» **Extract to read**:
C/C++ development and debugging.

toycalculator, an MLIR/LLVM compiler experiment.

April 27, 2025 C/C++ development and debugging. , , , , ,

Over the last 8 years, I’ve been intimately involved in building a pair of LLVM based compilers for the COBOL and PL/I languages.  However, a lot of my work was on the runtime side of the story. This was non-trivial work, with lots of complex interactions to figure out, but it also meant that I didn’t get to play with the fun (codegen) part of the compiler.

Over the last month or so, I’ve been incrementally building an MLIR based compiler for a toy language.  I thought this would be a great way to get my hands dirty, and learn as I went.  These were the elements required:

As it turns out, MLIR tablegen is pretty finicky when you have no clue what you are doing.  Once you get the basic infrastructure in place it makes a lot more sense, and you can look at the generated C++ classes associated with your tablegen, to get a good idea what is happening under the covers.

Here’s a couple examples that illustrate the toy language:

// empty.toy
// This should be allowed by the grammar.



// dcl.toy
DCL x; // the next simplest non-empty program (i.e.: also has a comment)



// foo.toy
DCL x;
x = 3;
// This indenting is to test location generation, and to verify that the resulting columnar position is right.
     PRINT x;



// unary.toy
DCL x;
x = 3;
x = +x;
x = -x;
PRINT x;



// test.toy
DCL x;
DCL y;
x = 5 + 3;
y = x * 2;
PRINT x;

There is also a RETURN statement, not in any of those examples explicitly. I added that language element to simplify the LLVM lowering process. Here’s a motivating example:

> ../build/toycalculator empty.toy  --location
"builtin.module"() ({
  "toy.program"() ({
  ^bb0:
  }) : () -> () loc(#loc1)
}) : () -> () loc(#loc)
#loc = loc(unknown) 
#loc1 = loc("empty.toy":2:1)

» **Request A**: According to the compiler post, why was the RETURN statement added to the toy language?
» **Request B**: Pull out every line of the rows that contains the string "metal". Case counts.

» **Input material**:
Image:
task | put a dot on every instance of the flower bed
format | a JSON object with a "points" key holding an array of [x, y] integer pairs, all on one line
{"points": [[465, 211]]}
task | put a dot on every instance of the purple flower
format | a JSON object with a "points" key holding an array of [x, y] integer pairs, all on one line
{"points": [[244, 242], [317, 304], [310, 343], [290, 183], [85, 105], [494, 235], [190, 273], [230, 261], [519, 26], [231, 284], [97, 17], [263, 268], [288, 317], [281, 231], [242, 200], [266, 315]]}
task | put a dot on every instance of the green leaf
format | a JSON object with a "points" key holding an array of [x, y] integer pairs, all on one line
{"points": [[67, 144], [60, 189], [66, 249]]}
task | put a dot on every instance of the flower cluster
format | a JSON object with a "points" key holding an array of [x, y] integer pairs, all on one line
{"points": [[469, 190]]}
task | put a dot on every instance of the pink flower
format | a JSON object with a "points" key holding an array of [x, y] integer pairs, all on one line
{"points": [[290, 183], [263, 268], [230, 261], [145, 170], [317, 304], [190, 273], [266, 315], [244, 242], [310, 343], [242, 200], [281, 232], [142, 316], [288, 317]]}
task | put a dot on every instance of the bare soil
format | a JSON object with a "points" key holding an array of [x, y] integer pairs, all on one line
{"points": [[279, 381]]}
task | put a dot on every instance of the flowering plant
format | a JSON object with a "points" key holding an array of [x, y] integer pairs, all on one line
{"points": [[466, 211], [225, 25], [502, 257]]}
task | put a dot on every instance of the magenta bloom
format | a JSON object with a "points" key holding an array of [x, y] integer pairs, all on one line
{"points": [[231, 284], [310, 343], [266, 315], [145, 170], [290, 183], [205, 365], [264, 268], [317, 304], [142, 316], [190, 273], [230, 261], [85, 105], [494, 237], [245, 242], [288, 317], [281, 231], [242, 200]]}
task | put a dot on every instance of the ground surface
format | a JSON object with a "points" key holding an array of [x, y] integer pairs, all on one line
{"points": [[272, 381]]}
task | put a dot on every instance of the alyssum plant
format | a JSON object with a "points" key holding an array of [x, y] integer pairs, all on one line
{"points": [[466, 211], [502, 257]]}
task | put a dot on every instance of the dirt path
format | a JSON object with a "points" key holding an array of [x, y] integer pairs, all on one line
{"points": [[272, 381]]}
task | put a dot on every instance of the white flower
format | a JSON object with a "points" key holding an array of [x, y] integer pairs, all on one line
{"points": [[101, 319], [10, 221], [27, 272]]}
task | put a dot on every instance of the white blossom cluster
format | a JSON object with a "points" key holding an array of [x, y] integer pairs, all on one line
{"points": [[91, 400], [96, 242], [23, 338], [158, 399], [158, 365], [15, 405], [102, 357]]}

==

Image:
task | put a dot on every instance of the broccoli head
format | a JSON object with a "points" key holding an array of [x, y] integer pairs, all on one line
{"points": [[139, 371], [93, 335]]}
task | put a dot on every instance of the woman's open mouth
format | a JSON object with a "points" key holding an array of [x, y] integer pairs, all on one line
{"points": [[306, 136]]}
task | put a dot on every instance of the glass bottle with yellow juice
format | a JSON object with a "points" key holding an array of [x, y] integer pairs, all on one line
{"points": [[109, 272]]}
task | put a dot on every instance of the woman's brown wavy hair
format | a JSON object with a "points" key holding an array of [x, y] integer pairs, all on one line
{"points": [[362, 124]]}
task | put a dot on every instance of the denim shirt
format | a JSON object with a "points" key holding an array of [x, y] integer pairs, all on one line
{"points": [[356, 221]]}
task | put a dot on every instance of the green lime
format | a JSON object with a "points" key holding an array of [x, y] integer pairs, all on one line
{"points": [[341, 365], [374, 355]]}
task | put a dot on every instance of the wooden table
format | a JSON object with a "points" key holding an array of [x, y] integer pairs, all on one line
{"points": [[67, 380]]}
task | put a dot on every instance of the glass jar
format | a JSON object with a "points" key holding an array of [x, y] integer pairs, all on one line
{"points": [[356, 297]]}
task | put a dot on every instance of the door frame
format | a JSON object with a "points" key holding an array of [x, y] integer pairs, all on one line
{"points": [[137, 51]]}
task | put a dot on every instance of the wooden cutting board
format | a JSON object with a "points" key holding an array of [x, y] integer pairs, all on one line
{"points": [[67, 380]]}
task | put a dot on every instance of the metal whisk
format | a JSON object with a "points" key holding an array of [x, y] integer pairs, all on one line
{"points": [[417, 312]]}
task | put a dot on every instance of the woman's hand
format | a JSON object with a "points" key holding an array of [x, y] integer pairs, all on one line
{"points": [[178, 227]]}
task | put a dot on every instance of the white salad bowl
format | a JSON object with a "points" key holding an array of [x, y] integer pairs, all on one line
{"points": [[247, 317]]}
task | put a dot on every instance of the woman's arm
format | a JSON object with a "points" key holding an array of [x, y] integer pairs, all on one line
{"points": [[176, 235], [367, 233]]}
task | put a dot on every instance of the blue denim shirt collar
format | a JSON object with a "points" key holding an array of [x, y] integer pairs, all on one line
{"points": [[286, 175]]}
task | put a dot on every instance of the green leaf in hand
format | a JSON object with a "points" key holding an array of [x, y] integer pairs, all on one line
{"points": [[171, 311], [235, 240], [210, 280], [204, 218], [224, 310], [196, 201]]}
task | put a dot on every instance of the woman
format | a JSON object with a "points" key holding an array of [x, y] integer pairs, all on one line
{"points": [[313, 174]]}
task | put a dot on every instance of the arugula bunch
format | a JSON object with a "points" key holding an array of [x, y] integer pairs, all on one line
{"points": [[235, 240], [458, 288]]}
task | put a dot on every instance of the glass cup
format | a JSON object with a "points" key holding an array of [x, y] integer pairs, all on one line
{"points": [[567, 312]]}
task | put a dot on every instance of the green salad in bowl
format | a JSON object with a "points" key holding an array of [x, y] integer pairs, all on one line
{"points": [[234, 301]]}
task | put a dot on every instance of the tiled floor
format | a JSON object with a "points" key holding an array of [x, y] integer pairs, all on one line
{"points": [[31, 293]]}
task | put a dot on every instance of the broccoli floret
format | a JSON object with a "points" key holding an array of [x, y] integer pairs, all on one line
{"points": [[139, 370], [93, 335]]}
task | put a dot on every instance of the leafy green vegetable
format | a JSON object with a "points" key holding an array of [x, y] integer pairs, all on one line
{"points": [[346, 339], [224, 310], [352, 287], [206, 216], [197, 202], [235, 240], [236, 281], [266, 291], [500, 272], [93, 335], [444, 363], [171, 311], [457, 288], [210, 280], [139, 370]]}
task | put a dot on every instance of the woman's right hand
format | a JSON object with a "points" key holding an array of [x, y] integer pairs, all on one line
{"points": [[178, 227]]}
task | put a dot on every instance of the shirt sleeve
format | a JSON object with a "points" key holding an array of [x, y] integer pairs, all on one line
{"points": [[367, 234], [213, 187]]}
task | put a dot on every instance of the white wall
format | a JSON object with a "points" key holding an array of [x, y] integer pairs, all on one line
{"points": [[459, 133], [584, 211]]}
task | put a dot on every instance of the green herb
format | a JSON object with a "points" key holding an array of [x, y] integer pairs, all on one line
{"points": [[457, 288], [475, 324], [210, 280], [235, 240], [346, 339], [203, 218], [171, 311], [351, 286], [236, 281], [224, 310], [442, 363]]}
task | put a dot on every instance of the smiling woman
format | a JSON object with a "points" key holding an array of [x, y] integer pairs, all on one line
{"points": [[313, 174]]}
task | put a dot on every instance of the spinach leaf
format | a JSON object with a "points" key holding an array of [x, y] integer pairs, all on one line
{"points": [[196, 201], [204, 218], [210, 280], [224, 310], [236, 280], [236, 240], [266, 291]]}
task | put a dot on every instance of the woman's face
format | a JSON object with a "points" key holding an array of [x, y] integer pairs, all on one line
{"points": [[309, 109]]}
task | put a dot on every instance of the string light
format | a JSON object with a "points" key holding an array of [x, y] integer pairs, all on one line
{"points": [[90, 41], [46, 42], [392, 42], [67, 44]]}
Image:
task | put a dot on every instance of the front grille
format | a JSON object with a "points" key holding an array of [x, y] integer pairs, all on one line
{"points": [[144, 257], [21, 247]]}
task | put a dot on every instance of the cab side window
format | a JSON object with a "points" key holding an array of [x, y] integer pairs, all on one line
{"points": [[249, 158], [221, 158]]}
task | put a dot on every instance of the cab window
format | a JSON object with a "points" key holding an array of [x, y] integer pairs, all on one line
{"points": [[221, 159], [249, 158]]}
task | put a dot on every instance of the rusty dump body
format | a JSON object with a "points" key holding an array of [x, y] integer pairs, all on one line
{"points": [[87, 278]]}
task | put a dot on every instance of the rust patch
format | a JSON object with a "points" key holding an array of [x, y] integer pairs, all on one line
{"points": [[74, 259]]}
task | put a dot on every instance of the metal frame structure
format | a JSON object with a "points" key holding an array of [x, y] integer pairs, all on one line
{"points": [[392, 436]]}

» **Output A**: To simplify the LLVM lowering process.

» **Output B**:
task | put a dot on every instance of the metal whisk
task | put a dot on every instance of the metal frame structure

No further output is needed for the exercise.